##### Article

TCHAT

25 mars 2009

I Adjani ; l'entretien pour Télérama




Elle est devenue actrice par transgression, “trahissant” la loi du père, pour assumer sa féminité. Quinze ans d’analyse (et au moins autant de grands rôles refusés) plus tard, Isabelle Adjani sort enfin de son retranchement. Dans “La Journée de la jupe” (en salles demain) et à la une de “Télérama” (qu’elle partage avec Bashung). Elle nous raconte.













Les lunettes noires et l'ample manteau noir cachent à peine sa fragilité. Regard bleu ciel, joues roses enfantines, voix cristalline. Après les ingénues plus ou moins perverses de ses débuts au théâtre, les amoureuses tragiques de sa maturité au cinéma, Isabelle Adjani a incarné trop d'âmes tourmentées, peut-être. Mais, sans les avoir côtoyées, interpréterait-elle aujourd'hui avec tant de puissance le professeur de La Journée de la jupe, cette femme qui crève de ne pouvoir transmettre son savoir dans un collège réputé difficile ?

##########

_Consignes de l'exercice_
(1) Dans l'article sur Isabelle Adjani, avec qui partage-t-elle la une de « Télérama » ?
(2) Prolongez l'article sur Isabelle Adjani en reprenant juste après sa dernière phrase.

##### Données fournies

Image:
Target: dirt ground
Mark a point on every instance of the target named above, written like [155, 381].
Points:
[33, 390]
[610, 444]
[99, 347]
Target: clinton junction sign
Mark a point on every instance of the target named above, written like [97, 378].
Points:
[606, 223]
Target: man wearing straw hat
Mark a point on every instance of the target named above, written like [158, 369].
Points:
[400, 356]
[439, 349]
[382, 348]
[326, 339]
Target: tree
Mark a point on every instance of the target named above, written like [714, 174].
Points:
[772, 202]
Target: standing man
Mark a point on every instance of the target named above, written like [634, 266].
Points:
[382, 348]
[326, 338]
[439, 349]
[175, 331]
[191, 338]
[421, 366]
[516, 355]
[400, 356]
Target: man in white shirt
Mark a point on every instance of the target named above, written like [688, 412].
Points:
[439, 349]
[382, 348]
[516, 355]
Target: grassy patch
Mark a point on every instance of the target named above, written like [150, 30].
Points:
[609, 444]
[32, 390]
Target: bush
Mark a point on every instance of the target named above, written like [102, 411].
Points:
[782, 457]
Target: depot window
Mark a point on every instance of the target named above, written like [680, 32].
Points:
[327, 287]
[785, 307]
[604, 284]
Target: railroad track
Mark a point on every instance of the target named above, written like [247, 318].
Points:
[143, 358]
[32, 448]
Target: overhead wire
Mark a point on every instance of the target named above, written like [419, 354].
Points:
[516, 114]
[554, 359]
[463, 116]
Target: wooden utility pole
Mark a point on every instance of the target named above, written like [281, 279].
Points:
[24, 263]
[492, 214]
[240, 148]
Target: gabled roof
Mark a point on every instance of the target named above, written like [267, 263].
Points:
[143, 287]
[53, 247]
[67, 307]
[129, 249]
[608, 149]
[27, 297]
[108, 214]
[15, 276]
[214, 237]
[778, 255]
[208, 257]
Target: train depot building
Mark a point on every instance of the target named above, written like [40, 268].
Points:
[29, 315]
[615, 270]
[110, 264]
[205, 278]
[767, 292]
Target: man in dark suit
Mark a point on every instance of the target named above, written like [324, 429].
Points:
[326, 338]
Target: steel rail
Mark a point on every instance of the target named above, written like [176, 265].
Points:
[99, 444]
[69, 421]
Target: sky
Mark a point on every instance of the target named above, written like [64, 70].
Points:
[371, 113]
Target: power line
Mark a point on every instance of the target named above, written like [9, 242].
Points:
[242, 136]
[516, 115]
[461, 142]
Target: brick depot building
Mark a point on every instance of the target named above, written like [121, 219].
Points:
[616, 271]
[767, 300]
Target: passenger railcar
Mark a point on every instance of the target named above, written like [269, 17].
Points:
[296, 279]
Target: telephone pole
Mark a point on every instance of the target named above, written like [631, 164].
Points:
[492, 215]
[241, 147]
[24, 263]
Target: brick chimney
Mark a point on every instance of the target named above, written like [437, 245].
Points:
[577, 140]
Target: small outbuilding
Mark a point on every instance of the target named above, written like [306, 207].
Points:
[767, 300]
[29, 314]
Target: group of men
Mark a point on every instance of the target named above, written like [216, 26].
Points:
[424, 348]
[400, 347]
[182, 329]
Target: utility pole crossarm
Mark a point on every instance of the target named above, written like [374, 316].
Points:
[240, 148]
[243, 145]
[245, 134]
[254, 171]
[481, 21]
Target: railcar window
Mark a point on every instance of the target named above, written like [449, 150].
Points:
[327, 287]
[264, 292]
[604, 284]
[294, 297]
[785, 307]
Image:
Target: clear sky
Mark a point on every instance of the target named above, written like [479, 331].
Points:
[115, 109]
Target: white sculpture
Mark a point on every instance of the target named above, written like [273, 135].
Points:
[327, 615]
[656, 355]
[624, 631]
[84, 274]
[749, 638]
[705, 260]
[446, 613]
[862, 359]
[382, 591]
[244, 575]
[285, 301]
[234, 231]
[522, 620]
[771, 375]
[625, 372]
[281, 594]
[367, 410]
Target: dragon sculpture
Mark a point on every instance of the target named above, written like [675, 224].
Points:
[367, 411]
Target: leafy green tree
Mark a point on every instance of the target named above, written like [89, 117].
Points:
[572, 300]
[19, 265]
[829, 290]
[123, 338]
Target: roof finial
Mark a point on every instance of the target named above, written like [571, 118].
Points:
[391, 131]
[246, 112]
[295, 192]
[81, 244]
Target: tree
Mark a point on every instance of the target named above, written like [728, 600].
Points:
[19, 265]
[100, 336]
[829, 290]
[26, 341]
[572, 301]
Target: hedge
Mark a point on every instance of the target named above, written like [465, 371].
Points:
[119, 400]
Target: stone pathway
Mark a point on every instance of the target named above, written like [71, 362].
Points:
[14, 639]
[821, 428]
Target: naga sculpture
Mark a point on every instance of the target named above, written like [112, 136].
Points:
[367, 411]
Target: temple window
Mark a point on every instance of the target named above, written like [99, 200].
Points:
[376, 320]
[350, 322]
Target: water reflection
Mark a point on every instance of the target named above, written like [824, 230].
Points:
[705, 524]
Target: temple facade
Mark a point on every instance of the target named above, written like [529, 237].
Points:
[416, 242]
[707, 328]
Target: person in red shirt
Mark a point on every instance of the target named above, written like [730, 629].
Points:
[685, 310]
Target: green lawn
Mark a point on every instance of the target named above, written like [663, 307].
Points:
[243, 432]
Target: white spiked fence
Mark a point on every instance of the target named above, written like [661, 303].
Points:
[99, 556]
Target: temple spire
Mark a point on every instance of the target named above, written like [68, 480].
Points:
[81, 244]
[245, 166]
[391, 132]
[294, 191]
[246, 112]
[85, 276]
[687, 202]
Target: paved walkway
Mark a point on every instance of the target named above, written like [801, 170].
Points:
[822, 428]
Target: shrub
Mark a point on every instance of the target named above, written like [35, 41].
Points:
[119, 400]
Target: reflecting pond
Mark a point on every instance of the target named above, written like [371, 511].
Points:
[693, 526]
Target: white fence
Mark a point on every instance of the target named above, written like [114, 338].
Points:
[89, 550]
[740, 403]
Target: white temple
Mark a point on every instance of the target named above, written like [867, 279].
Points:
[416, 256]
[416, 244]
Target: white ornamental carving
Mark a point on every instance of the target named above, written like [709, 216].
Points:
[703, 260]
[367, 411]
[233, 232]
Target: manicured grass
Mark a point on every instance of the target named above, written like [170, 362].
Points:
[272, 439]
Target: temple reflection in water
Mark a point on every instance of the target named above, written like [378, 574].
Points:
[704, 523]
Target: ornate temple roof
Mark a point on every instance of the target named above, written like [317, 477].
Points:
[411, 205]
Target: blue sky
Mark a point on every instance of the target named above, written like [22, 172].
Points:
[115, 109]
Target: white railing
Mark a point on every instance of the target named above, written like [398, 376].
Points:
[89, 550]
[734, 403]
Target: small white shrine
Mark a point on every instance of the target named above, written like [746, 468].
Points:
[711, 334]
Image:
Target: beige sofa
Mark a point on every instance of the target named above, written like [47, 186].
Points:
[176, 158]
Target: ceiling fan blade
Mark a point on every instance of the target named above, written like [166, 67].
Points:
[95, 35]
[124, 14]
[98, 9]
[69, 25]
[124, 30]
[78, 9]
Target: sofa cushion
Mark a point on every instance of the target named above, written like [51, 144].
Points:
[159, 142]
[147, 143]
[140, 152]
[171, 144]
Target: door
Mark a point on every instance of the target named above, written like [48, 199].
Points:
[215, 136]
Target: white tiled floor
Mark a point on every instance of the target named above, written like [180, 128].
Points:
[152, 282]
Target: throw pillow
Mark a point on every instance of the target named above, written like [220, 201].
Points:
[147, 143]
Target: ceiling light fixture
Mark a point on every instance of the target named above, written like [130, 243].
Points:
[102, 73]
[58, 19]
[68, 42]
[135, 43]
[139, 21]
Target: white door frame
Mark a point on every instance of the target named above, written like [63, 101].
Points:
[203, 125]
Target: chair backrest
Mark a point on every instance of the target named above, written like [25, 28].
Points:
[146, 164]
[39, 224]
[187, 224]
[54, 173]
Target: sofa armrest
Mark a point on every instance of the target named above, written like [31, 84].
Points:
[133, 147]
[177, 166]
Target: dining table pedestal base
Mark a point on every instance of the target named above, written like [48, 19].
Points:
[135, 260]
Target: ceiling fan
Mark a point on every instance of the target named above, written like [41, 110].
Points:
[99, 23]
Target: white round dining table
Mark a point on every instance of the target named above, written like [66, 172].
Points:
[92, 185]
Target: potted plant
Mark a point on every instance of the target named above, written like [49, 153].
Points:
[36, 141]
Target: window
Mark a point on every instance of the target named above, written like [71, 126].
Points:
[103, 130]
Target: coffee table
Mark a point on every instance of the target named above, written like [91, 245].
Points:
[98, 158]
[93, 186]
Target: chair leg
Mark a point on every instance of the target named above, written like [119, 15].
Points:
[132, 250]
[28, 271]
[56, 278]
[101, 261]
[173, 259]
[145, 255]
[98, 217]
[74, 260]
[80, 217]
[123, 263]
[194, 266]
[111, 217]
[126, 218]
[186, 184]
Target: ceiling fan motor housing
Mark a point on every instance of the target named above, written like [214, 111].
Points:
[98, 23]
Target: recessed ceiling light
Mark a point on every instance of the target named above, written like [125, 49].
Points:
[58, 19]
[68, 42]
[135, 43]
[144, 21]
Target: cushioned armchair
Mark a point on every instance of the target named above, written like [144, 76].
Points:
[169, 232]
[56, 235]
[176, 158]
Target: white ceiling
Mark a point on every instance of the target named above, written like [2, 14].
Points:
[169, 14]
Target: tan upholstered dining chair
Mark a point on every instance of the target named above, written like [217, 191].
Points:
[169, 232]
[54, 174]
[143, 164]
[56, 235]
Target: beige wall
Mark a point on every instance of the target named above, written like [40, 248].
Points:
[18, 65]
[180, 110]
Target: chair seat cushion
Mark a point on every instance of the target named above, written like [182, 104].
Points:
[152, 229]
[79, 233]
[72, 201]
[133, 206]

##########

_Réponses aux tâches_
(1) Avec Bashung.

(2)
On découvre à la fin du film que le professeur de français que vous incarnez a - comme vous - des origines algériennes. Comment s'est passée votre éducation, en banlieue vous aussi ?Mes difficultés furent d'un autre ordre. Mes parents, que j'adorais, voulaient se construire un monde neuf, ils n'étaient pas dans la nostalgie. Mon père, kabyle, s'était engagé dans l'armée française à 16 ans, et c'est en remontant d'Italie jusqu'en Bavière à la fin de la Seconde Guerre mondiale qu'il rencontre et séduit ma mère, qui abandonne pour lui ses deux jeunes enfants. Par passion. Peut-être mon père l'aurait-il tuée si elle ne l'avait pas fait. L'allemand fut ma langue maternelle jusqu'à la préadolescence. Après, j'ai obligé ma mère à parler français, je voulais être comme les autres... Sans la joie de vivre de ma mère, je n'aurais pas pu faire ce métier ; elle incarnait aussi mon imaginaire romantique, la Bavière, où nous allions en vacances, les châteaux de Louis II, Goethe... et son amour fou pour cet homme si secret, si violent qu'était mon père. Il avait voulu être médecin, adorait la littérature, parlait un français admirable, et s'était retrouvé garagiste en banlieue. Malheureux, fermé sur lui-même. J'ai tellement voulu le rendre heureux.

Comment ?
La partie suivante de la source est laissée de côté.